┌─ Data in this exercise

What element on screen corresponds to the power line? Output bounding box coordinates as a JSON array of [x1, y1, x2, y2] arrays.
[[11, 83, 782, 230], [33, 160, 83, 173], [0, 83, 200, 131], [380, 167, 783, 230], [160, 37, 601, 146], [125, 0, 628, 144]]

└─
┌─ Data in this exercise

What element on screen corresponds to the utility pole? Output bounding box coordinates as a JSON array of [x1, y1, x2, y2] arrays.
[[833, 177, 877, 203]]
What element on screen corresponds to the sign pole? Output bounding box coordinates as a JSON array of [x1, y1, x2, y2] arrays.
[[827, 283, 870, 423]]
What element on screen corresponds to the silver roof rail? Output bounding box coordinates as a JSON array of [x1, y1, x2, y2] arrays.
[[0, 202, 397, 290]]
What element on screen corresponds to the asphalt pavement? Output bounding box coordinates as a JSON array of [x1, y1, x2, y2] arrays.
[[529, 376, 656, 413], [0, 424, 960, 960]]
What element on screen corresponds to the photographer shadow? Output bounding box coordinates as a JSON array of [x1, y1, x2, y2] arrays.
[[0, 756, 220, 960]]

└─
┌─ Data in this exercise

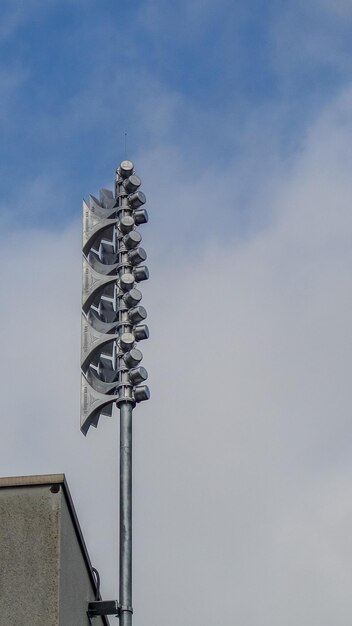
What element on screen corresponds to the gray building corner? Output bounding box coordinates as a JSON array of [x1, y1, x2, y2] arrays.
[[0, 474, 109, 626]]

└─

- Task objective -
Output the lines from the one containing "What element on screen corresponds to the silver" through the one containing "[[0, 202, 397, 290]]", inclusive, as a numbered list with blank lines omitted.

- Result for this task -
1. What element on screen corresponds to the silver roof rail? Output bounding box coordinates as a JSON array of [x1, y1, x2, y2] arrays.
2. [[0, 202, 397, 290]]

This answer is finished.